• TASK REQUIREMENTS: Can you write out every line of the listing below as a numbered list, skipping the blank lines?

** Start **

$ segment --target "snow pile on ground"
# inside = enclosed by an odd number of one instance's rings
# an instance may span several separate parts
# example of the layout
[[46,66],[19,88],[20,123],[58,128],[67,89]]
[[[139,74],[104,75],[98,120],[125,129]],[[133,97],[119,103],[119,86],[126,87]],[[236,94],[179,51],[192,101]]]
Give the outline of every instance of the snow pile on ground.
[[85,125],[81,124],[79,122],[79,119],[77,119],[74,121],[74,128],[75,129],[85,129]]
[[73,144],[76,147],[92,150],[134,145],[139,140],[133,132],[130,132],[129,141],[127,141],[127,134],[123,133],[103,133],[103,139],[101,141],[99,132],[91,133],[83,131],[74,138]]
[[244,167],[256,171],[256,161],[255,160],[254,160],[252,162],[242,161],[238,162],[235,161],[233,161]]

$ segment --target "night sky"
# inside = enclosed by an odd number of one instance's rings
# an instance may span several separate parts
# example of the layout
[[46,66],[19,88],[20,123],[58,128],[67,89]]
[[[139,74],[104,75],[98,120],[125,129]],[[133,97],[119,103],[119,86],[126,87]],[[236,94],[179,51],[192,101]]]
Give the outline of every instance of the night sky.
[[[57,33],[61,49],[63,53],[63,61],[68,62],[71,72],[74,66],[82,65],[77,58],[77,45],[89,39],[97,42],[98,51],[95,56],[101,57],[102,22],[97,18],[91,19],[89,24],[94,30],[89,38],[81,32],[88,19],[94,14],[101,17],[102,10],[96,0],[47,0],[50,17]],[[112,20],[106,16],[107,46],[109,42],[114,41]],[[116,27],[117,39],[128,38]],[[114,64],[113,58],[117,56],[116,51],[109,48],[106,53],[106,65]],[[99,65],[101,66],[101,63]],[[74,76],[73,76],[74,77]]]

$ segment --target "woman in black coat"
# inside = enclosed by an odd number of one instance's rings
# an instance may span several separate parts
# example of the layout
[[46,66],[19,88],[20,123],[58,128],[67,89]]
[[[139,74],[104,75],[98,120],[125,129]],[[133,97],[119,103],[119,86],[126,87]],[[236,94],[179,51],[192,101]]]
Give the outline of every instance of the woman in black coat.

** End **

• THE RESULT:
1. $ segment --target "snow pile on ground"
2. # inside = enclosed by an odd number of one instance's rings
3. # an instance may span several separate parts
4. # example of the layout
5. [[46,66],[19,88],[20,123],[58,128],[67,89]]
6. [[[139,74],[104,75],[98,120],[125,129]],[[133,97],[119,103],[119,86],[126,87]],[[236,94],[179,51],[192,101]]]
7. Give the outline of every instance of the snow pile on ground.
8. [[85,125],[81,124],[79,122],[79,119],[77,119],[74,121],[74,128],[75,129],[85,129]]
9. [[73,144],[76,147],[92,150],[134,145],[139,140],[133,132],[130,132],[129,141],[127,141],[127,134],[123,133],[103,133],[103,139],[101,141],[99,132],[91,133],[83,131],[74,138]]
10. [[244,167],[256,171],[256,161],[255,160],[254,160],[252,162],[242,161],[238,162],[235,161],[233,161]]
11. $ segment --target "night sky"
12. # inside = enclosed by an odd number of one instance's rings
13. # an instance may span several separate parts
14. # example of the layout
15. [[46,66],[19,88],[20,123],[58,128],[67,89]]
16. [[[139,74],[104,75],[98,120],[125,129]],[[133,97],[119,103],[119,86],[126,87]],[[236,94],[179,51],[192,101]]]
17. Give the outline of every instance of the night sky.
18. [[[57,33],[61,49],[63,53],[63,61],[68,62],[71,72],[74,66],[82,65],[77,58],[77,45],[89,39],[97,42],[98,51],[95,56],[101,57],[102,22],[97,18],[91,19],[89,24],[94,30],[89,38],[81,32],[88,19],[94,14],[101,17],[102,10],[96,0],[47,0],[50,17]],[[112,20],[106,16],[107,46],[109,42],[114,41]],[[116,27],[117,39],[128,38]],[[114,64],[113,58],[117,56],[116,51],[109,48],[106,53],[106,65]],[[99,65],[101,66],[101,63]],[[74,76],[73,76],[74,77]]]
19. $ segment --target "woman in black coat"
20. # inside = enclosed by an odd number of one instance's rings
21. # an instance may span several separate parts
22. # example of the layout
23. [[46,66],[19,88],[20,123],[58,128],[67,89]]
24. [[[139,74],[104,75],[98,120],[125,129]],[[133,97],[119,103],[119,86],[126,87]],[[236,94],[179,51],[192,101]]]
25. Give the outline of every instance of the woman in black coat.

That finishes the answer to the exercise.